9. En cinquième lieu, aux termes de l'article L. 435-1 du code de l'entrée et du séjour des étrangers et du droit d'asile : " L'étranger dont l'admission au séjour répond à des considérations humanitaires ou se justifie au regard des motifs exceptionnels qu'il fait valoir peut se voir délivrer une carte de séjour temporaire portant la mention " salarié ", " travailleur temporaire " ou " vie privée et familiale ", sans que soit opposable la condition prévue à l'article L. 412-1. (....) ".
10. Dès lors que M. C... n'a pas présenté de demande d'admission exceptionnelle au séjour, et qu'il ne ressort d'aucun des termes de l'arrêté contesté que le préfet de la Vienne aurait spontanément examiné si sa situation entrait dans ce cadre, le moyen tiré de la méconnaissance des dispositions précitées de l'article L. 435-1 du code de l'entrée et du séjour des étrangers et du droit d'asile doit être écarté.
Sur l'obligation de quitter le territoire français :
11. En premier lieu, il résulte de ce qui précède que le requérant n'est pas fondé à soutenir que la décision d'obligation de quitter le territoire français serait illégale du fait de l'illégalité de la décision de refus de séjour sur laquelle elle se fonde.
12. En deuxième lieu, aux termes de l'article L. 613-1 du code de l'entrée et du séjour des étrangers et du droit d'asile : " La décision portant obligation de quitter le territoire français est motivée. (...) Dans le cas prévu au 3° de l'article L. 611-1, la décision portant obligation de quitter le territoire français n'a pas à faire l'objet d'une motivation distincte de celle de la décision relative au séjour (...) ". La mesure d'obligation de quitter le territoire français a été prise sur le fondement du 3° de l'article L. 611-1, et n'a pas ainsi à faire l'objet d'une motivation distincte de celle de la décision relative au séjour. Par suite, le moyen tiré de l'insuffisance de motivation de la décision attaquée doit être écarté.
13. En troisième lieu, dans les circonstances détaillées au point 8, le requérant n'est pas fondé à soutenir que la décision l'obligeant à quitter le territoire français serait illégale dès lors qu'il pouvait prétendre à la délivrance d'un titre de séjour de plein droit.
14. En quatrième lieu, aux termes de l'article 8 de la convention européenne de sauvegarde des droits de l'homme et des libertés fondamentales : " 1. Toute personne a droit au respect de sa vie privée et familiale, de son domicile et de sa correspondance. / 2. Il ne peut y avoir ingérence d'une autorité publique dans l'exercice de ce droit que pour autant que cette ingérence est prévue par la loi et qu'elle constitue une mesure qui, dans une société démocratique, est nécessaire à la sécurité nationale, à la sûreté publique, au bien-être économique du pays, à la défense de l'ordre et à la prévention des infractions pénales, à la protection de la santé ou de la morale, ou à la protection des droits et libertés d'autrui ".
15. Dans les circonstances exposées au point 8, M. C... n'est pas fondé à soutenir que l'obligation de quitter le territoire français contestée serait entachée d'une erreur manifeste de ses conséquences sur sa situation personnelle ou méconnaitrait les stipulations de l'article 8 de la convention européenne de sauvegarde des droits de l'homme et des libertés fondamentales.

■ Enregistrements conservés ■
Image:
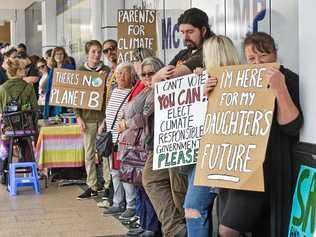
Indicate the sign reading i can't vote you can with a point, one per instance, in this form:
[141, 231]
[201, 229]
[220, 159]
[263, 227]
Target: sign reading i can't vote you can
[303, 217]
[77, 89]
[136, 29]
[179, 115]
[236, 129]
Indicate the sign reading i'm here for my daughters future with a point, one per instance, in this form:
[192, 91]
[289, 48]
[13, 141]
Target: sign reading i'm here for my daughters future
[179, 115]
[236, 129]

...

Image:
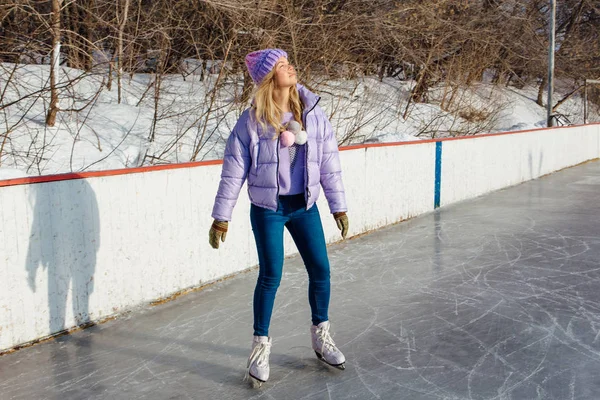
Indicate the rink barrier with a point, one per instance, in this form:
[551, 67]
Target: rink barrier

* * *

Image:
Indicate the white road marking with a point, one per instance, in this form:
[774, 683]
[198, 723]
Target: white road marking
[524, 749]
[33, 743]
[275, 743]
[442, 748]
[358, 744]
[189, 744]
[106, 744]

■ Travail demandé ■
A. Recopiez tout le texte fourni, depuis « 12. En deuxième » jusqu'à « attaquée doit être écarté. ».
B. Dressez la liste de tous les articles cités dans le texte fourni.
C. Résumez le texte fourni en deux phrases.

■ Réponses obtenues ■
A.
12. En deuxième lieu, aux termes de l'article L. 613-1 du code de l'entrée et du séjour des étrangers et du droit d'asile : " La décision portant obligation de quitter le territoire français est motivée. (...) Dans le cas prévu au 3° de l'article L. 611-1, la décision portant obligation de quitter le territoire français n'a pas à faire l'objet d'une motivation distincte de celle de la décision relative au séjour (...) ". La mesure d'obligation de quitter le territoire français a été prise sur le fondement du 3° de l'article L. 611-1, et n'a pas ainsi à faire l'objet d'une motivation distincte de celle de la décision relative au séjour. Par suite, le moyen tiré de l'insuffisance de motivation de la décision attaquée doit être écarté.

B.
- Article L. 435-1 du code de l'entrée et du séjour des étrangers et du droit d'asile
- Article L. 412-1
- Article L. 613-1 du code de l'entrée et du séjour des étrangers et du droit d'asile
- Article L. 611-1
- Article 8 de la convention européenne de sauvegarde des droits de l'homme et des libertés fondamentales

C. Le moyen tiré de la méconnaissance de l'article L. 435-1 du code de l'entrée et du séjour des étrangers et du droit d'asile est écarté, car M. C... n'a pas présenté de demande d'admission exceptionnelle au séjour et rien dans l'arrêté n'indique que le préfet de la Vienne ait examiné spontanément cette possibilité. Les moyens dirigés contre l'obligation de quitter le territoire français ne sont pas davantage retenus, qu'ils invoquent l'illégalité du refus de séjour, l'insuffisance de motivation, un droit à un titre de séjour de plein droit ou l'article 8 de la convention européenne de sauvegarde des droits de l'homme et des libertés fondamentales.